An exact, complete copy of the data that follows is needed.

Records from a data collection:

◇ ◇ ◇ ◇

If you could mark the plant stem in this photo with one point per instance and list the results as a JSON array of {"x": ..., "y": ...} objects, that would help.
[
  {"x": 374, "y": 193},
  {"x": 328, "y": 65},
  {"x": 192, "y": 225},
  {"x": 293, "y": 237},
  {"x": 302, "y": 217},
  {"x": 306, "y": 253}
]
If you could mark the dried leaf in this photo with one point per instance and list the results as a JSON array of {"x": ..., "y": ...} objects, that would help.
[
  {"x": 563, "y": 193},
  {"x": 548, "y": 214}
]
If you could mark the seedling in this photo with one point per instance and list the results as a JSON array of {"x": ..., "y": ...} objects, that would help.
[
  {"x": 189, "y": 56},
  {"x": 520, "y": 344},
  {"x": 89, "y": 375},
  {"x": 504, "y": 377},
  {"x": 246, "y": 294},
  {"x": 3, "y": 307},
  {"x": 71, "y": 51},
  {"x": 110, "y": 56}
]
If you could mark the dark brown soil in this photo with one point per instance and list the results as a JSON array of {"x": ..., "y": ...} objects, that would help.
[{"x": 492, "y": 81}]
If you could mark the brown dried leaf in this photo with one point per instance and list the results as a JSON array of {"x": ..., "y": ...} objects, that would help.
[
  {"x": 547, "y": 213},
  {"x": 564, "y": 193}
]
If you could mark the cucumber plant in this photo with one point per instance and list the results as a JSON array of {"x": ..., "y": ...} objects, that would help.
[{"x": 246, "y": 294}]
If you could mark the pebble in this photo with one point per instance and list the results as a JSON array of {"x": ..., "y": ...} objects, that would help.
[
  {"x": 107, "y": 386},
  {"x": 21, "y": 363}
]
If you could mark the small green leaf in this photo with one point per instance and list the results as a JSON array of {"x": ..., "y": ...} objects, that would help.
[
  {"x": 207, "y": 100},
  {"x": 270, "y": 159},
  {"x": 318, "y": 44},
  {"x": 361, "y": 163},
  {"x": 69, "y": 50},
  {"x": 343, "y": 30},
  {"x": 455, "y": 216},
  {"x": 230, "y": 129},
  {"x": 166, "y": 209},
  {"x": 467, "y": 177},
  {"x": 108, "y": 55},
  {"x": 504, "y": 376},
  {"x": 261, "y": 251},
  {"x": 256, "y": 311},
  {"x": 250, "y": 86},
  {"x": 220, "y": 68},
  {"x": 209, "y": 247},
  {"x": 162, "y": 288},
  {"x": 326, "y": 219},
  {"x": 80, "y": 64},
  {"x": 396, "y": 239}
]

◇ ◇ ◇ ◇

Your response:
If you could mark the plant stem in this photo with one point per instance and list the results as a JSON array of {"x": ..., "y": ...} objects, that would help.
[
  {"x": 374, "y": 193},
  {"x": 328, "y": 65},
  {"x": 192, "y": 225},
  {"x": 293, "y": 237},
  {"x": 302, "y": 217},
  {"x": 306, "y": 253}
]
If you could mark the dried leaf in this photo with one point per instance and list the results as a JSON array of {"x": ..., "y": ...} objects, that would help.
[
  {"x": 563, "y": 193},
  {"x": 548, "y": 214}
]
If you could mark the seedling in this photo with one point per instance and list the results as a JSON array of {"x": ..., "y": ...} objects, that would help.
[
  {"x": 189, "y": 56},
  {"x": 520, "y": 344},
  {"x": 89, "y": 375},
  {"x": 504, "y": 377},
  {"x": 246, "y": 294},
  {"x": 3, "y": 307},
  {"x": 71, "y": 51},
  {"x": 110, "y": 56}
]
If you could mark the dark brown soil in this photo with one point per instance and list the results as a JSON array of {"x": ..., "y": ...} objects, that would help.
[{"x": 492, "y": 81}]
If you could mark the brown dried leaf in this photo with one point per instance and list the results as a JSON array of {"x": ..., "y": ...} objects, that would help.
[
  {"x": 547, "y": 213},
  {"x": 564, "y": 193}
]
If you could mark the cucumber plant in this photo with one point per instance and list the results as a JSON array of {"x": ..., "y": ...} objects, that would help.
[{"x": 246, "y": 294}]
If you could mark the pebble in this photo with one point per instance and list the results as a JSON array of {"x": ..., "y": ...} objects, that would help.
[
  {"x": 107, "y": 386},
  {"x": 21, "y": 363}
]
If you could mark the small green leaf in this photo with one point per instance and list the results as a JSON array of {"x": ..., "y": ...} objects, that would help.
[
  {"x": 207, "y": 100},
  {"x": 270, "y": 159},
  {"x": 318, "y": 44},
  {"x": 361, "y": 163},
  {"x": 69, "y": 50},
  {"x": 343, "y": 30},
  {"x": 455, "y": 216},
  {"x": 230, "y": 129},
  {"x": 166, "y": 209},
  {"x": 467, "y": 177},
  {"x": 108, "y": 55},
  {"x": 504, "y": 376},
  {"x": 261, "y": 251},
  {"x": 256, "y": 311},
  {"x": 250, "y": 86},
  {"x": 220, "y": 68},
  {"x": 209, "y": 247},
  {"x": 162, "y": 288},
  {"x": 326, "y": 219},
  {"x": 80, "y": 64},
  {"x": 396, "y": 239}
]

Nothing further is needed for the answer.